Problem
Look through the data below and count each line where the word "brown" appears. Reply with the count alone.

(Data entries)
::::

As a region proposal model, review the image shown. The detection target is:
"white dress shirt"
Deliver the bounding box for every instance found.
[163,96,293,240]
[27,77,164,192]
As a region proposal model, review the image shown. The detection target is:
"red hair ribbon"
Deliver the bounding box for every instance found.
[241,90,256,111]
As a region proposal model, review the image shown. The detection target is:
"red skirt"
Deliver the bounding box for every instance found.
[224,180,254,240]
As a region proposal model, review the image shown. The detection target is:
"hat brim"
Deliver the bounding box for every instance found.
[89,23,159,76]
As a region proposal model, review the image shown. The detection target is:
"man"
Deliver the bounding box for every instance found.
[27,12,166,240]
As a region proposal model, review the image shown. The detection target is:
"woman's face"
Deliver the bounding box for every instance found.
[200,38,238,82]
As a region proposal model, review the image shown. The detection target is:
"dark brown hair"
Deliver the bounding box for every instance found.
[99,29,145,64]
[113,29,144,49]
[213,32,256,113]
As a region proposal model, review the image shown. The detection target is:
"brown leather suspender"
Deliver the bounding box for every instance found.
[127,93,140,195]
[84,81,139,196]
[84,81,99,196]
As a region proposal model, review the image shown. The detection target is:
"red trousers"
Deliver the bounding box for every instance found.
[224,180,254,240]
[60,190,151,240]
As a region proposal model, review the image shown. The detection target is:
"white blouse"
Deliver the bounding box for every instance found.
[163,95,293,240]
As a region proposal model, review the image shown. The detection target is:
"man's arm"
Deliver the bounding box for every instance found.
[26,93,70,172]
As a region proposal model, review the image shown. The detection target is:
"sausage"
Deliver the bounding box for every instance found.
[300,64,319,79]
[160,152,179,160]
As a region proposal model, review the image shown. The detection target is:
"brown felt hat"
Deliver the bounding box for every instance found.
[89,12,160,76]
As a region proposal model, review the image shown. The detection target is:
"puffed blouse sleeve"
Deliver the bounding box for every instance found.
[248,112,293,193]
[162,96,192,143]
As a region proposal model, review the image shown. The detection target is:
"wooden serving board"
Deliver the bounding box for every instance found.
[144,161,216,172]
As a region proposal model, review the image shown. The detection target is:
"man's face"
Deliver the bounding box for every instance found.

::::

Solution below
3